=== Instruction A ===
Answer these questions about the editorial, one per line:
(i) What difficulty does the editorial assign to the problem?
(ii) Which two prerequisites does it list before the tools that "Might be useful for some solutions"?
(iii) In the one-dimensional solution, what per-query complexity does the parallel descent on the segment tree achieve?

=== Selection ===
'''
# PROBLEM LINK:

Practice

Contest: Division 1

Contest: Division 2

Contest: Division 3

* Author:* Alex Danilyuk

*Radostin Chonev*

**Tester:***Alex Danilyuk*

**Editorialist:**# DIFFICULTY:

Medium-Hard

# PREREQUISITES:

Prefix sums, Sqrt-heuristics

Might be useful for some solutions: Fenwick tree (BIT), 2D Fenwick tree, Parallel Binary Search, Persistent Segment Tree, Wavelet matrix (I have no idea what that is)

# PROBLEM:

Given is a N \times N grid A_{rc} which is a permutation of numbers from 1 to N^2. You have to process Q queries, in each query you are asked to find the value of k-th minimum in the subgrid with corners (r_1, c_1) and (r_2, c_2).

# QUICK EXPLANATION:

Split numbers in blocks of size B, determine in which block the answer is (using one of many smart ideas), then add numbers from this block in increasing order.

# EXPLANATION:

The problem has a deceivingly simple statement, looks like it should be textbook. And it is if asked on array instead of grid.

## Well-known solution for one-dimensional problem

Complexity: \mathcal{O}(N \log N) precalc, \mathcal{O}(\log N) per query, online

We can do a binary search on answer for query, but now we need to have a way to ask the count of numbers \le X on query segment. For that, we will have a persistent segment tree on sum upon numbers, and make scanline on our array, thus we can ask the number of numbers \le X on some prefix. To do that on segment, we will say that it is a difference of 2 prefixes. That’s \mathcal{O}(\log^{2} N) per query. To achieve \mathcal{O}(\log N) per query we will do descent on segment tree instead of binary search, but since we should use 2 versions for 2 prefixes, we will do a parallel descent.
'''
=== Material shown ===
'''
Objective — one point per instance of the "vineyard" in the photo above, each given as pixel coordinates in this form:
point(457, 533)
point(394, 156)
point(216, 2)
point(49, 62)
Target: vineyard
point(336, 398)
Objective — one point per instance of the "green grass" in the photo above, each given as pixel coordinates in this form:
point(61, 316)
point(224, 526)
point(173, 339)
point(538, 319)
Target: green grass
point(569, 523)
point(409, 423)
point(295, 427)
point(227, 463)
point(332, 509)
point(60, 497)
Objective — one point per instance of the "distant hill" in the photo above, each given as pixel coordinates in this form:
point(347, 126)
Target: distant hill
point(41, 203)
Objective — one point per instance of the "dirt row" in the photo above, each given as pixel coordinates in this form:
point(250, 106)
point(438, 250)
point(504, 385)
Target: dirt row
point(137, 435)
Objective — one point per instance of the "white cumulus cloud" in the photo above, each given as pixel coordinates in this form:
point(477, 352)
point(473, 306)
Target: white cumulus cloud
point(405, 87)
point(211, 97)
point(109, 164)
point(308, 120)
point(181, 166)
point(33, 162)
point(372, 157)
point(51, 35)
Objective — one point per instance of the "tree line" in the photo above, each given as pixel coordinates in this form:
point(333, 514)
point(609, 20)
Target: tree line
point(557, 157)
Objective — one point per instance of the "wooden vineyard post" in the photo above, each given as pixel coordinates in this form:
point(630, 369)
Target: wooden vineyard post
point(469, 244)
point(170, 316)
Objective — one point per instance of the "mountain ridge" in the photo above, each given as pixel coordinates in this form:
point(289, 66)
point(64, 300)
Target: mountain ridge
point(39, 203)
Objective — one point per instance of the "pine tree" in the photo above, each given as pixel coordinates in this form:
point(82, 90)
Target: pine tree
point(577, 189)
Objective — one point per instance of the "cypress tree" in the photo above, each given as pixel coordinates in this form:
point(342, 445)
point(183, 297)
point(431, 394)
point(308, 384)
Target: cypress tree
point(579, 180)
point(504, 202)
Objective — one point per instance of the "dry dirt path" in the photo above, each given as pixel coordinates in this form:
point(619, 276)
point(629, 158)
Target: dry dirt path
'''
=== Instruction B ===
Put the lines of the listing, from its first line up to and including the line with "point(577, 189)", into a JSON list of strings with one string per line, leaving out blank lines.

=== Correct answer A ===
(i) Medium-Hard
(ii) Prefix sums and Sqrt-heuristics
(iii) \mathcal{O}(\log N) per query

=== Correct answer B ===
[
  "Objective — one point per instance of the \"vineyard\" in the photo above, each given as pixel coordinates in this form:",
  "point(457, 533)",
  "point(394, 156)",
  "point(216, 2)",
  "point(49, 62)",
  "Target: vineyard",
  "point(336, 398)",
  "Objective — one point per instance of the \"green grass\" in the photo above, each given as pixel coordinates in this form:",
  "point(61, 316)",
  "point(224, 526)",
  "point(173, 339)",
  "point(538, 319)",
  "Target: green grass",
  "point(569, 523)",
  "point(409, 423)",
  "point(295, 427)",
  "point(227, 463)",
  "point(332, 509)",
  "point(60, 497)",
  "Objective — one point per instance of the \"distant hill\" in the photo above, each given as pixel coordinates in this form:",
  "point(347, 126)",
  "Target: distant hill",
  "point(41, 203)",
  "Objective — one point per instance of the \"dirt row\" in the photo above, each given as pixel coordinates in this form:",
  "point(250, 106)",
  "point(438, 250)",
  "point(504, 385)",
  "Target: dirt row",
  "point(137, 435)",
  "Objective — one point per instance of the \"white cumulus cloud\" in the photo above, each given as pixel coordinates in this form:",
  "point(477, 352)",
  "point(473, 306)",
  "Target: white cumulus cloud",
  "point(405, 87)",
  "point(211, 97)",
  "point(109, 164)",
  "point(308, 120)",
  "point(181, 166)",
  "point(33, 162)",
  "point(372, 157)",
  "point(51, 35)",
  "Objective — one point per instance of the \"tree line\" in the photo above, each given as pixel coordinates in this form:",
  "point(333, 514)",
  "point(609, 20)",
  "Target: tree line",
  "point(557, 157)",
  "Objective — one point per instance of the \"wooden vineyard post\" in the photo above, each given as pixel coordinates in this form:",
  "point(630, 369)",
  "Target: wooden vineyard post",
  "point(469, 244)",
  "point(170, 316)",
  "Objective — one point per instance of the \"mountain ridge\" in the photo above, each given as pixel coordinates in this form:",
  "point(289, 66)",
  "point(64, 300)",
  "Target: mountain ridge",
  "point(39, 203)",
  "Objective — one point per instance of the \"pine tree\" in the photo above, each given as pixel coordinates in this form:",
  "point(82, 90)",
  "Target: pine tree",
  "point(577, 189)"
]